» **REQUEST**:
Write out, word for word, only the lines from the one containing "Could you please point out the crack" through the final line of the data.

(Saved data entries)
■ ■ ■ ■ ■

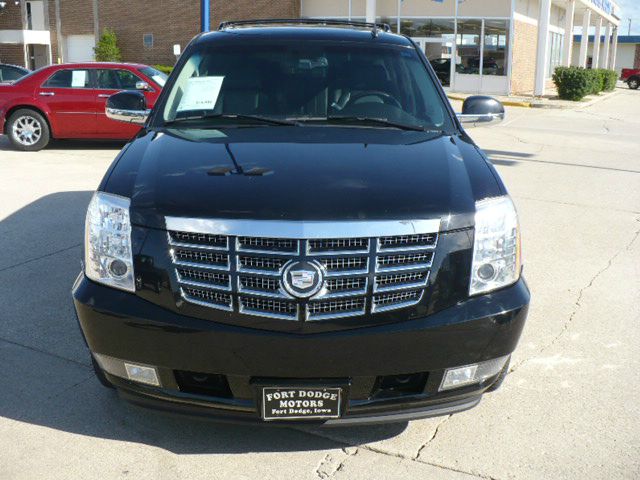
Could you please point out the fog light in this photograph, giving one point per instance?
(470, 374)
(142, 374)
(131, 371)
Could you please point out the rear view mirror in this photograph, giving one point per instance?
(128, 107)
(480, 111)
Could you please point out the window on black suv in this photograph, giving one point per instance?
(307, 82)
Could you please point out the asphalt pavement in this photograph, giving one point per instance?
(568, 410)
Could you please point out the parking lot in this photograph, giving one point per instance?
(569, 408)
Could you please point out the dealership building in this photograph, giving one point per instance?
(478, 46)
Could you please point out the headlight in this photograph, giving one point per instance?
(108, 256)
(496, 249)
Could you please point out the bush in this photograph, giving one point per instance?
(572, 83)
(107, 49)
(164, 68)
(609, 80)
(575, 83)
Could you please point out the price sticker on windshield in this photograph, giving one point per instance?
(201, 93)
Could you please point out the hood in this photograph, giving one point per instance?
(302, 173)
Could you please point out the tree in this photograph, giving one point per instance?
(107, 49)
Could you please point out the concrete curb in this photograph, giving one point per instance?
(548, 104)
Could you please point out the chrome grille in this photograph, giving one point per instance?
(200, 239)
(207, 297)
(405, 260)
(242, 272)
(405, 242)
(268, 307)
(200, 277)
(203, 258)
(258, 244)
(259, 284)
(333, 308)
(392, 301)
(338, 245)
(262, 263)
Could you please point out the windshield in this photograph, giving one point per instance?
(156, 75)
(306, 82)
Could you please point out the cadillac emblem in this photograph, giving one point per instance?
(303, 279)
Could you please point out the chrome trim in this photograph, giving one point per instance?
(401, 286)
(196, 246)
(383, 251)
(137, 117)
(328, 316)
(193, 283)
(264, 313)
(187, 298)
(303, 229)
(394, 306)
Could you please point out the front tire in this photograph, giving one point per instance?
(28, 130)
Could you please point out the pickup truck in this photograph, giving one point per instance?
(631, 76)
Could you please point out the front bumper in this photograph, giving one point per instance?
(124, 326)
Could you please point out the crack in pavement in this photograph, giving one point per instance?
(579, 205)
(328, 467)
(348, 446)
(578, 302)
(435, 433)
(31, 260)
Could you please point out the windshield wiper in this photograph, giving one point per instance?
(230, 116)
(376, 121)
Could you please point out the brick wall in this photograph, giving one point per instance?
(173, 22)
(11, 19)
(77, 16)
(525, 45)
(12, 53)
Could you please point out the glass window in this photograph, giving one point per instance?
(69, 79)
(496, 47)
(307, 81)
(156, 75)
(468, 45)
(112, 79)
(8, 74)
(556, 41)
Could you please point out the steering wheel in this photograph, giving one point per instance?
(384, 96)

■ ■ ■ ■ ■

» **ANSWER TO THIS TASK**:
Could you please point out the crack in pavement in this photograph, giving one point per instance?
(579, 205)
(328, 467)
(348, 446)
(578, 302)
(435, 433)
(31, 260)
Could you please point out the windshield wiper in this photograph, giving one point per instance?
(230, 116)
(376, 121)
Could you please point out the brick wall in this photograph, giving one point per instance?
(173, 22)
(11, 19)
(77, 16)
(525, 45)
(12, 53)
Could you please point out the glass window in this photograph, giving one point per instance?
(69, 79)
(496, 47)
(307, 81)
(156, 75)
(468, 45)
(112, 79)
(8, 74)
(556, 41)
Could you please point out the steering wheel in this photograph, giving one point per instance?
(384, 96)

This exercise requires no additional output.